Set task: Return the lines below unchanged, from the first one through the line that contains "[[256,114],[2,107],[0,142],[256,142]]". Include both of those lines and nothing after them.

Provided records:
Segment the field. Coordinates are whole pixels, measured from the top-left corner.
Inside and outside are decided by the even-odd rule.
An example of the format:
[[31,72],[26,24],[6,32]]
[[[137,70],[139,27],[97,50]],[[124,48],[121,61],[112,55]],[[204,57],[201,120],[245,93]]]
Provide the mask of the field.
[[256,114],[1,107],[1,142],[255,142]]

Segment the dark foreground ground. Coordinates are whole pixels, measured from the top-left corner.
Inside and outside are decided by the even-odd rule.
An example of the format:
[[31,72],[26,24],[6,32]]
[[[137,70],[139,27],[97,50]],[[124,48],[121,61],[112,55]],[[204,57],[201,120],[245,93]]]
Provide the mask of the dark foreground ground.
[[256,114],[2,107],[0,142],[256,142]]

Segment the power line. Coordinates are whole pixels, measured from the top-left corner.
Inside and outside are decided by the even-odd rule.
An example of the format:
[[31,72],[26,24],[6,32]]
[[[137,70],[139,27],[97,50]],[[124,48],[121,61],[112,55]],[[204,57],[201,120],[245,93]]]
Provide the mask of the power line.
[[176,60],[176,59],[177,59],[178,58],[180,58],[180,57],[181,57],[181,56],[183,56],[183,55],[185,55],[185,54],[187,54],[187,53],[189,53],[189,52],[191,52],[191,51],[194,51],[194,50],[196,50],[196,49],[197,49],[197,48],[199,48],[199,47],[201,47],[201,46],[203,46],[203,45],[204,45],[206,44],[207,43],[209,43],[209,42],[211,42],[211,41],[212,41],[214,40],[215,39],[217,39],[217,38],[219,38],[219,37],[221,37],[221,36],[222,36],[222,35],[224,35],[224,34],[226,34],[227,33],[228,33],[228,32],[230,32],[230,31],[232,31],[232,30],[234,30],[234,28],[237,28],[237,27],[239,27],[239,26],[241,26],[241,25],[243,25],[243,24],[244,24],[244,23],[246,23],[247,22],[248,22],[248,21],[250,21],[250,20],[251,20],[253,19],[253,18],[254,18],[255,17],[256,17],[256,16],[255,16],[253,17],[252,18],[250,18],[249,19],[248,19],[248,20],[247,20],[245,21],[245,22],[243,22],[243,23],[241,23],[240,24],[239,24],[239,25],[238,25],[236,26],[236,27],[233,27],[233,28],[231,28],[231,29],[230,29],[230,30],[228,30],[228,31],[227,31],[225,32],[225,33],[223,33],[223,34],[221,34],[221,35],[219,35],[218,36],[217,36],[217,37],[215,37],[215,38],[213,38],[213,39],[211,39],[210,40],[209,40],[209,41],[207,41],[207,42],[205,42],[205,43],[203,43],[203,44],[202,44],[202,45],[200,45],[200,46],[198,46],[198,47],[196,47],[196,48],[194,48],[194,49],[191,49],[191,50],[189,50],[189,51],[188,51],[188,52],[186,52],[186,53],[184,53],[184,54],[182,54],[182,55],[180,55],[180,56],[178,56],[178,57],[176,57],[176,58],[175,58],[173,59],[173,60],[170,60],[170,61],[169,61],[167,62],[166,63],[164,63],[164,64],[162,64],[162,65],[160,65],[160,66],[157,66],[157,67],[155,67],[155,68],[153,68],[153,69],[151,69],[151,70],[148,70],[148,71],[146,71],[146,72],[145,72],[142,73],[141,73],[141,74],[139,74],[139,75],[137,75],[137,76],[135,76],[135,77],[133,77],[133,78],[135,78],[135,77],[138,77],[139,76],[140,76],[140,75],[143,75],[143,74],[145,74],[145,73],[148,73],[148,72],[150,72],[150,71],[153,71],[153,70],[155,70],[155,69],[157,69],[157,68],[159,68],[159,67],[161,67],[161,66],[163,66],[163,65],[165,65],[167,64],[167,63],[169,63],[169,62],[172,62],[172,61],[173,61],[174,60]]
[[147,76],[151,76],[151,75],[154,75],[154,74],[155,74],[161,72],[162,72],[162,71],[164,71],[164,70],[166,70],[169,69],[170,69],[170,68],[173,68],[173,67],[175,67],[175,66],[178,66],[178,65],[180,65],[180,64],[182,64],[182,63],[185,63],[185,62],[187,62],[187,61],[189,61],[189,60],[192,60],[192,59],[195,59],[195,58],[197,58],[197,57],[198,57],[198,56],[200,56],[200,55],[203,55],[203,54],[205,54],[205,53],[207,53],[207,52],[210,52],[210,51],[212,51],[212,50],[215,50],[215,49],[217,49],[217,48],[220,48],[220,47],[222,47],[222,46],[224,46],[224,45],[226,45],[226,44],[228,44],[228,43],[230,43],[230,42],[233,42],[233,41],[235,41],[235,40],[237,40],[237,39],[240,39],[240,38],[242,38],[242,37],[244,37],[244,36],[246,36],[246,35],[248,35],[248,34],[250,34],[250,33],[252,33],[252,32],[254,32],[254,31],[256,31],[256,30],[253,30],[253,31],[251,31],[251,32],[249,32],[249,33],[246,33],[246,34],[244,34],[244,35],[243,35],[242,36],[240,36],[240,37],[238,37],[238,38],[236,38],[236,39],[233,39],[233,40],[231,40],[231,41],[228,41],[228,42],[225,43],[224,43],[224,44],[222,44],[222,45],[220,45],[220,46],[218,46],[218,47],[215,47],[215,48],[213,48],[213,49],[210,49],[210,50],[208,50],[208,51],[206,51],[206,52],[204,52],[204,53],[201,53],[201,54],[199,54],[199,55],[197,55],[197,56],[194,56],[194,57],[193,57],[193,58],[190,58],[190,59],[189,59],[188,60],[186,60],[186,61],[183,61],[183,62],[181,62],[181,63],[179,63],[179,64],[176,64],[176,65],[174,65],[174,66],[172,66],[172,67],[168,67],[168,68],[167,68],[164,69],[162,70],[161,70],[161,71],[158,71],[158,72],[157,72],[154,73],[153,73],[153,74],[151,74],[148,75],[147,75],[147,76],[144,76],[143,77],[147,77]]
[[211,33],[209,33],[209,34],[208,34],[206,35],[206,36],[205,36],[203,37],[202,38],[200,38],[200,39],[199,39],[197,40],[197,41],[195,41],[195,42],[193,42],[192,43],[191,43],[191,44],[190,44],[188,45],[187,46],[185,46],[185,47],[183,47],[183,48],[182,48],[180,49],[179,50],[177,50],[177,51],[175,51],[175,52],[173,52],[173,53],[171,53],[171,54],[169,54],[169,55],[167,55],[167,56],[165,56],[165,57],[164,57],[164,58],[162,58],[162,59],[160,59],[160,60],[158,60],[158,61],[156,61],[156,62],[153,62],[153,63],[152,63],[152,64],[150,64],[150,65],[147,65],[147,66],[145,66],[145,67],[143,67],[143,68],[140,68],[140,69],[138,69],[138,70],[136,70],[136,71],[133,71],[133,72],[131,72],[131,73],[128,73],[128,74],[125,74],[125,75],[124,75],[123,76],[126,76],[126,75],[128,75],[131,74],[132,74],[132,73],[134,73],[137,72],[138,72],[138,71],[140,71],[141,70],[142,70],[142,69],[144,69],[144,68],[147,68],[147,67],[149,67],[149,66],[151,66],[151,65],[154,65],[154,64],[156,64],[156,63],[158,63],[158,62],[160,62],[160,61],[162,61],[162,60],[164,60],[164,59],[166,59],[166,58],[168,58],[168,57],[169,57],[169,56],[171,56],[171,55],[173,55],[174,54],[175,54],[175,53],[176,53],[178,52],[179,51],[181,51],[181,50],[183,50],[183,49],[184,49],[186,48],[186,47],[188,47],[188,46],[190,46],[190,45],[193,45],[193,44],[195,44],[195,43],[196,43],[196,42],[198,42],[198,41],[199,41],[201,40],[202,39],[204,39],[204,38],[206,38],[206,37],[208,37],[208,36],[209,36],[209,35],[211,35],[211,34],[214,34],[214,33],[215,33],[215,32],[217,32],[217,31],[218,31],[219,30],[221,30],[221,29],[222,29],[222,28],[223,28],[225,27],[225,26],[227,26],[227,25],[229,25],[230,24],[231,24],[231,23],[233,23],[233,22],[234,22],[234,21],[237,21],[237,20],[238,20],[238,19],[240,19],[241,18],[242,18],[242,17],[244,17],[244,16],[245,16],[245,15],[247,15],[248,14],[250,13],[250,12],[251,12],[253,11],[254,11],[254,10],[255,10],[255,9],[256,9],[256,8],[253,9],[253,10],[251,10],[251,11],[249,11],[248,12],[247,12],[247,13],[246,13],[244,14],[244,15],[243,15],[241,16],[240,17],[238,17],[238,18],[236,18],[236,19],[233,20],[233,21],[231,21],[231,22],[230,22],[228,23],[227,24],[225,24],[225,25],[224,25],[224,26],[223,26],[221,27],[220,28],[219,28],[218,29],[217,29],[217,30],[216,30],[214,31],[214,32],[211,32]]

Task output:
Segment the field. Coordinates are whole pixels, measured from the top-left corner.
Inside and outside are decided by the even-odd rule.
An example of the format:
[[31,72],[26,24],[6,32]]
[[[137,70],[139,27],[97,50]],[[124,48],[121,61],[112,55]],[[204,57],[201,120],[245,93]]]
Provide the mask of the field.
[[256,114],[1,107],[1,142],[255,142]]

Segment the dark foreground ground. Coordinates are whole pixels, measured from the top-left corner.
Inside and outside are decided by the even-odd rule.
An example of the format:
[[31,72],[26,24],[6,32]]
[[[137,70],[139,27],[97,50]],[[124,48],[121,61],[112,55]],[[204,57],[201,120],[245,93]]]
Provide the mask of the dark foreground ground.
[[256,114],[2,107],[0,142],[256,142]]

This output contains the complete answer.